## What this task involves
Only the lines from the one containing "the black beret" through the last line below should be written out, exactly and with both ends kept.

──────────────────────────────

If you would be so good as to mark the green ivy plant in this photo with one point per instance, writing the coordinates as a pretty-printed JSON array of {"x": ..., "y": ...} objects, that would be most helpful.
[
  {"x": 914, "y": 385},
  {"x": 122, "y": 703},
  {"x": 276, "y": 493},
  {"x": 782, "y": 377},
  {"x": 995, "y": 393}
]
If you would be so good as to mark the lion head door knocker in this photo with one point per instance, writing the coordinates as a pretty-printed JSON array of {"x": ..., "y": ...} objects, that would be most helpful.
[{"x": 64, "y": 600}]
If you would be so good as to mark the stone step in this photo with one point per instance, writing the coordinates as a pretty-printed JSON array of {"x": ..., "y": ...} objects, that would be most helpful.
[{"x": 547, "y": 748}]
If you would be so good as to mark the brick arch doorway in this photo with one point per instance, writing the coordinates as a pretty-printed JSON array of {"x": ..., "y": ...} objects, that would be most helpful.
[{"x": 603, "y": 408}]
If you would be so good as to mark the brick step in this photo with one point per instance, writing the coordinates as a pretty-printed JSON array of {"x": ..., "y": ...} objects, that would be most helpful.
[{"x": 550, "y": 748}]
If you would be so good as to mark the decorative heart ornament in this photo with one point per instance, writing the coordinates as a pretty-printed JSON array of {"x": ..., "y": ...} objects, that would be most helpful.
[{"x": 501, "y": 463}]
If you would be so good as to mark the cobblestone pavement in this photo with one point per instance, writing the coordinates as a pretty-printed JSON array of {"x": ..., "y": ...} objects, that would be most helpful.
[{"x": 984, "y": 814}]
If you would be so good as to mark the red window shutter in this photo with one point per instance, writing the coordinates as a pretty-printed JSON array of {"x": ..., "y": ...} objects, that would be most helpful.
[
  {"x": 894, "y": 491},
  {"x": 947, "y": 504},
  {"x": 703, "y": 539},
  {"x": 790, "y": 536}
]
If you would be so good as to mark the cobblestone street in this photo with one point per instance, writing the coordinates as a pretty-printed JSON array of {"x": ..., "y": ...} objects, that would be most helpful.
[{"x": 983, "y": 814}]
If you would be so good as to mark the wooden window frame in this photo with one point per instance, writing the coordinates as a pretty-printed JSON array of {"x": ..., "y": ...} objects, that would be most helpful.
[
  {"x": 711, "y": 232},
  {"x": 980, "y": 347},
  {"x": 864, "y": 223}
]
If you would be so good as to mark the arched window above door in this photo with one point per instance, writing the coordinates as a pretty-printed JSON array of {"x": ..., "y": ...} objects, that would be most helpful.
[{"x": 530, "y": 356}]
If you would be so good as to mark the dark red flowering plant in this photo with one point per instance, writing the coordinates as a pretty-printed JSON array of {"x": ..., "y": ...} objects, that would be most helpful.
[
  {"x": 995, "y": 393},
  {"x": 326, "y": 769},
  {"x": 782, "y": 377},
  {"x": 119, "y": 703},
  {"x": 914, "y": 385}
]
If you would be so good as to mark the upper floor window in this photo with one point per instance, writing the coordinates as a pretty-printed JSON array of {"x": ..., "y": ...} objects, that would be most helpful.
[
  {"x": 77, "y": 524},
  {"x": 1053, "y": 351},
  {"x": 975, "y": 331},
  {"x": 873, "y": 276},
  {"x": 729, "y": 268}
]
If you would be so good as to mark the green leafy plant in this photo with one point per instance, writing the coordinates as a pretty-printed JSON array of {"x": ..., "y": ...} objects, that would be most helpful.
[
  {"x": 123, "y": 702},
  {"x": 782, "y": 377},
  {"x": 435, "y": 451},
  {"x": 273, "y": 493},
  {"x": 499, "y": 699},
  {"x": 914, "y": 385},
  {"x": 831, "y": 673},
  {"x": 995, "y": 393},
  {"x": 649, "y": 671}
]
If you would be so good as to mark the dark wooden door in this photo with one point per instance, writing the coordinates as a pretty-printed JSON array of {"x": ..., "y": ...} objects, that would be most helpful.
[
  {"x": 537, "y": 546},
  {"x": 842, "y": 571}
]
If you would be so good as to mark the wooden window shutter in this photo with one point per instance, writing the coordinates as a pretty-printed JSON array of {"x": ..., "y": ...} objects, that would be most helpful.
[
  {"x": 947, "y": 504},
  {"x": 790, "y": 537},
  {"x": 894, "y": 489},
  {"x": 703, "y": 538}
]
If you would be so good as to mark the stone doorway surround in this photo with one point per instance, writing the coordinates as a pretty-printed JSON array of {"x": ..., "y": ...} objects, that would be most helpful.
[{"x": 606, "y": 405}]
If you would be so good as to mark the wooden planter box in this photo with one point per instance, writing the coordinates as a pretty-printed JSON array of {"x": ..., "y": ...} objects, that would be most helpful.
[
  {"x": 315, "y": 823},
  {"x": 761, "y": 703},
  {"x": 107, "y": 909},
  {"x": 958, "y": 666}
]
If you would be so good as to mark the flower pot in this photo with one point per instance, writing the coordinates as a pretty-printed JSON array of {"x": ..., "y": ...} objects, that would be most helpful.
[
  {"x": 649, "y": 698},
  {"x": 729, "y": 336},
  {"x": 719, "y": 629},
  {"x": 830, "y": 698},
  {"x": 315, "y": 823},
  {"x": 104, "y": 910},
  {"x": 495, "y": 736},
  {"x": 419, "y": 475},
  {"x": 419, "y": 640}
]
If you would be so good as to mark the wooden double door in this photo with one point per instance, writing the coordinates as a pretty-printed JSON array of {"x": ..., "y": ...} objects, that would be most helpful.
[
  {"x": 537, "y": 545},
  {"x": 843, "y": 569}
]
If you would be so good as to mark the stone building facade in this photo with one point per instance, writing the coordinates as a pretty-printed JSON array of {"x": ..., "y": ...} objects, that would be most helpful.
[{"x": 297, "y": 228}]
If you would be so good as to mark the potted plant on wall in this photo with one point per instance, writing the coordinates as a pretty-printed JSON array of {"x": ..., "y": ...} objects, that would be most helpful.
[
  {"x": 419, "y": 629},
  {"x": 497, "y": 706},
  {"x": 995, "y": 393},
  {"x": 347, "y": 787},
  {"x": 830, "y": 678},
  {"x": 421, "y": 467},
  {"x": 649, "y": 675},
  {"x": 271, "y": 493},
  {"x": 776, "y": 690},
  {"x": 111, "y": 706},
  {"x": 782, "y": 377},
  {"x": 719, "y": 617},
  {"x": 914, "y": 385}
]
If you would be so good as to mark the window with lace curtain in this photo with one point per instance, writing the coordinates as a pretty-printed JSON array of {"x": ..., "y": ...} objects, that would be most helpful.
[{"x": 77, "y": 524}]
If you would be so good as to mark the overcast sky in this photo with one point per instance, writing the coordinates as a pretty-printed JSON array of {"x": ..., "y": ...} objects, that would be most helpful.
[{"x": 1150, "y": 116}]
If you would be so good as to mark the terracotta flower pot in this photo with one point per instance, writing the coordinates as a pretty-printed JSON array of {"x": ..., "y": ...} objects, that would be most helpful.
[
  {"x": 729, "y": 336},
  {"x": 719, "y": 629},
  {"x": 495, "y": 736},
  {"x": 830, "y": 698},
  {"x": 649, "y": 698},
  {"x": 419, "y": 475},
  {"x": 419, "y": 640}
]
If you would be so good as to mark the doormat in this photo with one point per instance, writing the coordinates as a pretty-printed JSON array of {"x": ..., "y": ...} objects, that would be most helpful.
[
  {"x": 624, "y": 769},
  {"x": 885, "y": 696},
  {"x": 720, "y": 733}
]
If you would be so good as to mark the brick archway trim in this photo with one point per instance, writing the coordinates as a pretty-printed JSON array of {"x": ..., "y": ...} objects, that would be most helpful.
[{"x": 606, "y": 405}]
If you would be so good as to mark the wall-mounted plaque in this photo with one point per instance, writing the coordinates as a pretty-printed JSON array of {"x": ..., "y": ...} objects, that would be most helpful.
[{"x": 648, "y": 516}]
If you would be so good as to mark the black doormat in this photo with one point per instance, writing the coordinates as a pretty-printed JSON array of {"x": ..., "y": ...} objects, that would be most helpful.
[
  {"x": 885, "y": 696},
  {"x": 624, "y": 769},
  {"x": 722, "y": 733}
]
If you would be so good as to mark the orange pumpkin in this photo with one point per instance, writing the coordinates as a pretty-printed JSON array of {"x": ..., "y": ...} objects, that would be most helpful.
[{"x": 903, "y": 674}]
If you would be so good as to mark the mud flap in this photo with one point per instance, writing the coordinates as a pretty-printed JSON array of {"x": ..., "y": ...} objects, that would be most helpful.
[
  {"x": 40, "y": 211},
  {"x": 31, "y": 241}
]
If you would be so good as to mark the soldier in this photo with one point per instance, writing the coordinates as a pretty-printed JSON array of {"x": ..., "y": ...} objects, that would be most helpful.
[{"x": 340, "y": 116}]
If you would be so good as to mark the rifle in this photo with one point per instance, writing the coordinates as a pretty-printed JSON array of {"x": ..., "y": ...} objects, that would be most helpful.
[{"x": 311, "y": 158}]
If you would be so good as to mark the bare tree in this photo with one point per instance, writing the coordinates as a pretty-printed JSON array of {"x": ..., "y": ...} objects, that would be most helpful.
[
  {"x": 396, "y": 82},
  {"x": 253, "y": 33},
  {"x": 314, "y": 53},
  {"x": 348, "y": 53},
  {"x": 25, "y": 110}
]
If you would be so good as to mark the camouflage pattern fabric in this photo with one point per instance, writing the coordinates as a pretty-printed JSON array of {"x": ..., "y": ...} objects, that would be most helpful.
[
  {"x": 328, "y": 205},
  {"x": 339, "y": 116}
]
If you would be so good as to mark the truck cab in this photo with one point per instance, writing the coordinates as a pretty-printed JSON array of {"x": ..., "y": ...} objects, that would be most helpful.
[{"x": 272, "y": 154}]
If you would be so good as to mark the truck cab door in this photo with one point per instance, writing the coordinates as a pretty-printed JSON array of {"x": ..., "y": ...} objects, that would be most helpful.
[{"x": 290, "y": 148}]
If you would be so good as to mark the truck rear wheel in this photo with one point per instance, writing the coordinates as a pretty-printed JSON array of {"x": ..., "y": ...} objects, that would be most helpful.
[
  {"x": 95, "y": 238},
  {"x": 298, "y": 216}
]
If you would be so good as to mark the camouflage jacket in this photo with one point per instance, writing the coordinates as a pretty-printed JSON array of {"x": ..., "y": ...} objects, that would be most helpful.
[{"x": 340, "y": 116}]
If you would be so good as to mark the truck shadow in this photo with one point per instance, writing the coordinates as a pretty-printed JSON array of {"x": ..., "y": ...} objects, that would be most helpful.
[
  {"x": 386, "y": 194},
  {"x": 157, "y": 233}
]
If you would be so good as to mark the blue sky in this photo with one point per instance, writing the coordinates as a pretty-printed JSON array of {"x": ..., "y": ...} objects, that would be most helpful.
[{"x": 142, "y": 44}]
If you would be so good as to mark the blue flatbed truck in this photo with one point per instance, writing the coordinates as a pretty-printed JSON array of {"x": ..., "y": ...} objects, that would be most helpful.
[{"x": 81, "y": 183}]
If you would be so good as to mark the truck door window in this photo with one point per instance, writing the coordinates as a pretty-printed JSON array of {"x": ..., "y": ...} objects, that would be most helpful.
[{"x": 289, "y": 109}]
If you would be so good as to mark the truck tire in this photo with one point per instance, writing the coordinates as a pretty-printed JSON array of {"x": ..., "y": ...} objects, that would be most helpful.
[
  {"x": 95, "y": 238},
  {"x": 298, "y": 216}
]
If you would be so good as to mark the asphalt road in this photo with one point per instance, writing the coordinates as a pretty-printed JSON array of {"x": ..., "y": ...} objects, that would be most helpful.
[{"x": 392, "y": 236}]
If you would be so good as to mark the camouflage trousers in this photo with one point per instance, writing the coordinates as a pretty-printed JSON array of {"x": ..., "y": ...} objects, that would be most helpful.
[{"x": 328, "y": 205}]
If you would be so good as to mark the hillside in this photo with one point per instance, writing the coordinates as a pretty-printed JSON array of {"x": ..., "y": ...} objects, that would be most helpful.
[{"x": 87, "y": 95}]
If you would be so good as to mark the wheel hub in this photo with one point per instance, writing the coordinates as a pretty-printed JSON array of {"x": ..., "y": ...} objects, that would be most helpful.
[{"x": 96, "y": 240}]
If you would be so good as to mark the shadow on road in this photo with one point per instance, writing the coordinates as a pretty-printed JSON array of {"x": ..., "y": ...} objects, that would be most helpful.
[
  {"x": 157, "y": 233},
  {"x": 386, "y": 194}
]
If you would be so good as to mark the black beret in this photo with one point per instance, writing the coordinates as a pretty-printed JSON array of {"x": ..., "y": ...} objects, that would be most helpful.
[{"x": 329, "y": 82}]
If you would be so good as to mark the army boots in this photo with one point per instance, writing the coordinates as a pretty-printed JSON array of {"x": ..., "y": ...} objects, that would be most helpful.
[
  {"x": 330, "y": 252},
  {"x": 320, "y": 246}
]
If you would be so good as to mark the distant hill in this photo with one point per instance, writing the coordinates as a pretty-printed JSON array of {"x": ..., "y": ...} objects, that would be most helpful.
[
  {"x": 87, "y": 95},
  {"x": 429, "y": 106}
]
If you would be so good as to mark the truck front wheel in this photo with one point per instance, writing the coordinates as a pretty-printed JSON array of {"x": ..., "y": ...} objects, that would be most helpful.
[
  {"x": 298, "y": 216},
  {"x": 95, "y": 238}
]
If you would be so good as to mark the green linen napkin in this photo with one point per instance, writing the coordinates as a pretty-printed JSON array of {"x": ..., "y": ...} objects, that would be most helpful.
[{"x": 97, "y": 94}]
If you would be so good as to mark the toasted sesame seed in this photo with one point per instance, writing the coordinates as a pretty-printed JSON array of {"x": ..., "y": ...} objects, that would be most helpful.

──────────────────────────────

## Output of the exercise
If you would be so good as to mark the black beret in this photo with one point per instance, writing the coordinates as a pretty-printed JSON array of {"x": ..., "y": ...} objects, that would be most helpful.
[{"x": 329, "y": 82}]
If you would be so good as to mark the army boots in this photo with one point per instance, writing the coordinates as a pretty-printed JSON array of {"x": ..., "y": ...} objects, that would be most helpful.
[
  {"x": 330, "y": 252},
  {"x": 320, "y": 246}
]
If you would be so good as to mark the distant hill in this photo with one point per instance, writing the coordinates as a pretty-printed JSON array of {"x": ..., "y": ...} objects, that would be most helpful.
[
  {"x": 87, "y": 95},
  {"x": 429, "y": 106}
]
If you would be so good as to mark the truck front wheel in this photo with one point per instance, writing the coordinates as a pretty-printed JSON array of {"x": ..., "y": ...} objects, that would be most helpful.
[
  {"x": 298, "y": 216},
  {"x": 95, "y": 238}
]
If you would be so good as to mark the green linen napkin in this photo with one point per instance, writing the coordinates as a pretty-printed JSON array of {"x": ..., "y": ...} objects, that would be most helpful.
[{"x": 97, "y": 94}]
If you would be so good as to mark the toasted sesame seed in this photo with one point per instance, writing the coordinates as a pretty-printed JSON array of {"x": ..., "y": ...} objects, that would be most helpful.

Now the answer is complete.